**Task brief:** Restate word for word each line of the data, starting at the one containing "Could you please indicate the blurred" and running through the last.

┌─ Extracted entries

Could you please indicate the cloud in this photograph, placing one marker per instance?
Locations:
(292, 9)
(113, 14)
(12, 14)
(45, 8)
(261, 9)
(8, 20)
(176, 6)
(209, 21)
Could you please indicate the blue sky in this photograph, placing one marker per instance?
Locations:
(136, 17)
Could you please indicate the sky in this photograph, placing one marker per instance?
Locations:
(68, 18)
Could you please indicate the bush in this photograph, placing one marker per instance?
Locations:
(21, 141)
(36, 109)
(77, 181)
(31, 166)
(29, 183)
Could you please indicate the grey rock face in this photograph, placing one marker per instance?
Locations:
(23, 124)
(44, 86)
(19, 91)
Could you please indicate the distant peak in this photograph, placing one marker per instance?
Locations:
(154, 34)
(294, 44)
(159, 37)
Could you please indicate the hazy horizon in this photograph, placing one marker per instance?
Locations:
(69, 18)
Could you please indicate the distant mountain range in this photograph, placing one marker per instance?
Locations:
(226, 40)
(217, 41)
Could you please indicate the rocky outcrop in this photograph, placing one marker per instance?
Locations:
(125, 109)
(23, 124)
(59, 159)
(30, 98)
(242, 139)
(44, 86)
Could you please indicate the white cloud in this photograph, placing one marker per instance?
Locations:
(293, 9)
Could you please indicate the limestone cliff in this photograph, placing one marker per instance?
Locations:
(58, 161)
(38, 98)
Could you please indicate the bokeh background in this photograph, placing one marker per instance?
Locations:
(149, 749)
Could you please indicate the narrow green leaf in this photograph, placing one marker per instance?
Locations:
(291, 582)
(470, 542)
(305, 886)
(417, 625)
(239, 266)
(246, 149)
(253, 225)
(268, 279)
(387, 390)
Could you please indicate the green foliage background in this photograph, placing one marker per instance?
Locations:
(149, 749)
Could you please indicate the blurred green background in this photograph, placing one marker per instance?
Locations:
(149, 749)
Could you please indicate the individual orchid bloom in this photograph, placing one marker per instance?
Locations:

└─

**Exercise output:**
Could you please indicate the blurred green background in this photograph, placing one marker per instance?
Locations:
(149, 749)
Could you please indicate the individual orchid bloom in this photograph, placing one marker per instance?
Locations:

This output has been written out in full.